Pragmatic Applications of the Semantic Web Using SemTalk
Christian Fillies
SC4 Solution Clustering, Falkensee,
Germany cfillies@semtalk.com
Frauke Weichhardt
Beratung im Netz, Potsdam, Germany fweichhardt@fweichhardt.de
Gay Wood-Albrecht
Bonapart Solutions, USA wood-albrecht@mindspring.com
Dietmar Wikarski
Fachhochschule
Brandenburg, Brandenburg,Germany wikarski@fh-brandenburg.de
Pragmatic applications of
the Semantic Web using SemTalk
Summary
The Semantic Web is a new layer of the Internet that enables distributed modeling of the contents
of existing web pages. Semantic
webs store not only text but they are similar to whiteboard models that
include the most relevant associated terms or keywords. Compared to
standardized ontologies, semantic
webs present powerful new
search strategies. “Ambient”, intelligent applications and agents can use this
knowledge network in various ways.
SemTalk, using a
Microsoft Visio
front-end, offers an easy to use editor for semantic web ontologies and processes. Using an open,
graphically configurable meta model, Visio can be easily adapted to different model worlds
such as ARIS EPKs or Bonapart process and organizational models. These models, with the
help of Microsoft Office
XP SmartTags, allow users to easily create semantic webs as a bi-product of their daily work with other MS Office products such as Winword, Excel or Outlook.

Items –
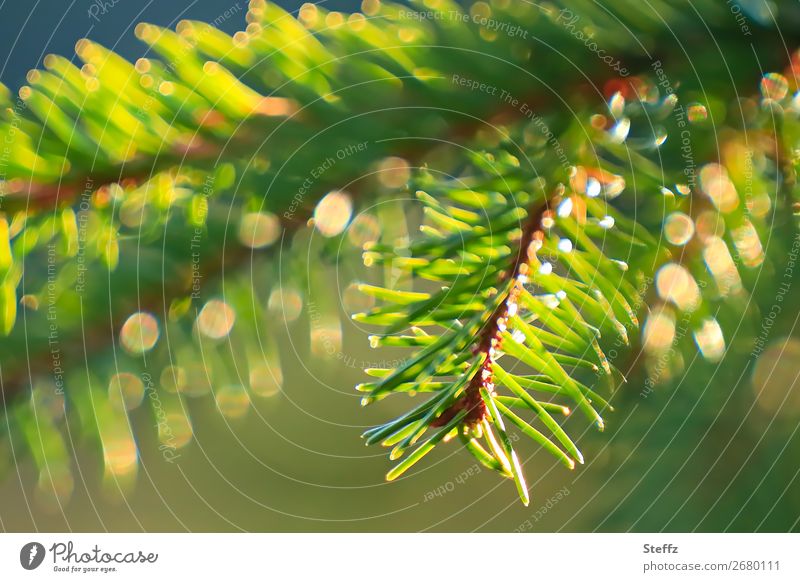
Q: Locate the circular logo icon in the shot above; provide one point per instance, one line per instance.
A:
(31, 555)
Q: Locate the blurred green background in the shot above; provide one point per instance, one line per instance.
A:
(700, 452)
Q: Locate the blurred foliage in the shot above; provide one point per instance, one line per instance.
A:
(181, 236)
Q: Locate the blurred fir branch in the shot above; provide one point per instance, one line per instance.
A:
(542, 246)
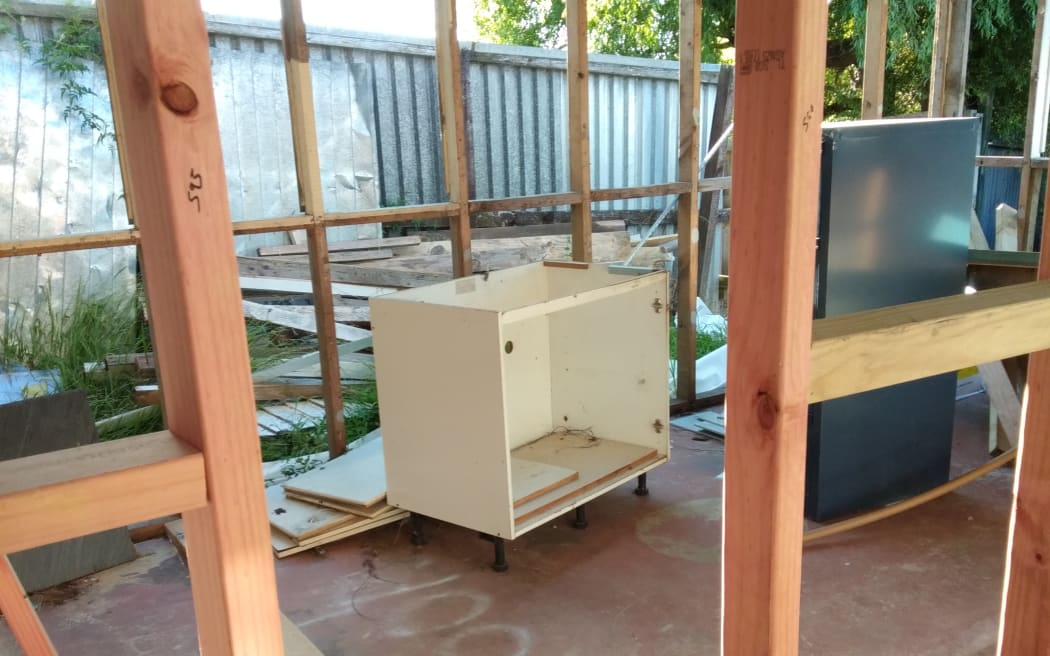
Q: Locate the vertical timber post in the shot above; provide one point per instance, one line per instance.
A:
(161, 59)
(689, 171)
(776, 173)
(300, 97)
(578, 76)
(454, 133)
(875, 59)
---
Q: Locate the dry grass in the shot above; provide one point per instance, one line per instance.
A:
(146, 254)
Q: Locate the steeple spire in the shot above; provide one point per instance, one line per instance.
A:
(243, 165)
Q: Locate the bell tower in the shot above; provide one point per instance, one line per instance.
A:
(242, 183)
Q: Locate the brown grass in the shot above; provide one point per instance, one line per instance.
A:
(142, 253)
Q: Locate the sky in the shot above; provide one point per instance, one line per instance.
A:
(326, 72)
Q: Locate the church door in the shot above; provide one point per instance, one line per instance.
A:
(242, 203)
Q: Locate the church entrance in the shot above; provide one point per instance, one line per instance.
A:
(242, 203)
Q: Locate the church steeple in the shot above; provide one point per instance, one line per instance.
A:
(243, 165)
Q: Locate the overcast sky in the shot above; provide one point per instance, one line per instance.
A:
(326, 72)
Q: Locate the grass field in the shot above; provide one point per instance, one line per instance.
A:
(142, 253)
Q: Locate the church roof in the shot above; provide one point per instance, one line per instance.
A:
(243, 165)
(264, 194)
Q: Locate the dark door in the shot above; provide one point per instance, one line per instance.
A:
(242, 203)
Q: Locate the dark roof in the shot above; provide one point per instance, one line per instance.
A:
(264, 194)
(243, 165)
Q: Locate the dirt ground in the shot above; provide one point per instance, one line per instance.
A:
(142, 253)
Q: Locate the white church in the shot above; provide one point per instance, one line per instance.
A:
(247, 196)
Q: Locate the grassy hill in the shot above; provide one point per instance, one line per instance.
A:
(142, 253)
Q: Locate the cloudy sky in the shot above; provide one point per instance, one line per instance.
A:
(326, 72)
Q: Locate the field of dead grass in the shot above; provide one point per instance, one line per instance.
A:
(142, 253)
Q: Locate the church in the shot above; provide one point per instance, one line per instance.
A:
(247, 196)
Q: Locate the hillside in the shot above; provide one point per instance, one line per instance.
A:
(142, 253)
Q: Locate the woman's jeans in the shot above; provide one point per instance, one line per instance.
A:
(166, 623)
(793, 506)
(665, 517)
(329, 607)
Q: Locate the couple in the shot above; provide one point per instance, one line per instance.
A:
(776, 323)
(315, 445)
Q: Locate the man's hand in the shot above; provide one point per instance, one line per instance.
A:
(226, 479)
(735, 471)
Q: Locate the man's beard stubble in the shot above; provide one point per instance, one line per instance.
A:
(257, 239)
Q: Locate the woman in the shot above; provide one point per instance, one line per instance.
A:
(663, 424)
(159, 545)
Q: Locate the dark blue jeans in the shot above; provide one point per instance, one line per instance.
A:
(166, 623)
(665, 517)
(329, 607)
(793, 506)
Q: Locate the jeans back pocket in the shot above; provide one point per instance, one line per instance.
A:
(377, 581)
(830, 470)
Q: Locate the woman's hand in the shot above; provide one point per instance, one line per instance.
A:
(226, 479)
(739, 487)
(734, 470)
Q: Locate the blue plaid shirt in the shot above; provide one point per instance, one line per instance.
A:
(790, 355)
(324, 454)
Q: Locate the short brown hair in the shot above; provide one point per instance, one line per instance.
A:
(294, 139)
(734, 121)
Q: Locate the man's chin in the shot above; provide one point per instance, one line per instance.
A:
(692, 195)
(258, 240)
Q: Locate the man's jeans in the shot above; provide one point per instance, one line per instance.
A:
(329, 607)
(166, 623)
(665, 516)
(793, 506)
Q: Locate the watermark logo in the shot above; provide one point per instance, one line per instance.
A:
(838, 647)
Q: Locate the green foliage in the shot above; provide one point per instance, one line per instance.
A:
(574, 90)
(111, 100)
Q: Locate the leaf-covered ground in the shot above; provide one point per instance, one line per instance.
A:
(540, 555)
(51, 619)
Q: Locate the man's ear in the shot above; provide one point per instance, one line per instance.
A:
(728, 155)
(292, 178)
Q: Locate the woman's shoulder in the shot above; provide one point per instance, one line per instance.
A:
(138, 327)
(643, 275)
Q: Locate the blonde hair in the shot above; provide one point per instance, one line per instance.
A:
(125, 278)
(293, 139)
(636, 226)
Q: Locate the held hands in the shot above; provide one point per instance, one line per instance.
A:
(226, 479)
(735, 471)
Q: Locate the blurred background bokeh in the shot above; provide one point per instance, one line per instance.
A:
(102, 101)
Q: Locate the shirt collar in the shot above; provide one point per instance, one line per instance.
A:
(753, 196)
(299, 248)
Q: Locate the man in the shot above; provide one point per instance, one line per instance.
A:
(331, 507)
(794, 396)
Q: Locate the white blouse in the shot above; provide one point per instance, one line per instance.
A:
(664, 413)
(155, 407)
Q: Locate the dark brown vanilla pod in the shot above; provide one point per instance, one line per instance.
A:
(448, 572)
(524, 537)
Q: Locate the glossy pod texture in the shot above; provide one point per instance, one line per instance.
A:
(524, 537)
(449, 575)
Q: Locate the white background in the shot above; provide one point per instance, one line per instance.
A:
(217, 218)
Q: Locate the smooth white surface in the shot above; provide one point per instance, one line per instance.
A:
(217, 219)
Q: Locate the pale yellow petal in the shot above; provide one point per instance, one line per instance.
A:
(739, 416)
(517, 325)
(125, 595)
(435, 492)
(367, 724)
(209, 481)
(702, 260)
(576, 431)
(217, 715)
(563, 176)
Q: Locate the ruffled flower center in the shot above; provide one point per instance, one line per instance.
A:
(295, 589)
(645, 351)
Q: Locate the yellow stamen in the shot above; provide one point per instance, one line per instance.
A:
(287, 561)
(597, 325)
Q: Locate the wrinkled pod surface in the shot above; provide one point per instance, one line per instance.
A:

Directions – Continue the SemTalk summary from its last sentence with the next part of the summary.

Response to this task –
This paper will present
two applied uses of this technology:
1.
An Ontology Project:
Department-wide information modeling at the Credit Suisse Bank.
Emphasis was both on linguistic standardization and in the development of a
centralized description of all of the decentralized applications found in the
organization. Local knowledge
management teams were able to immediately take advantage of the available
terms and solutions created by the modeling teams.
2. A BPM Project: Distributed
process
modeling of the Bausparkasse Deutscher Ring, a
German financial institution
Several groups of students from the technical
university FH Brandenburg explored how to develop and apply an
industry-specific Semantic Web to Business Process Modeling.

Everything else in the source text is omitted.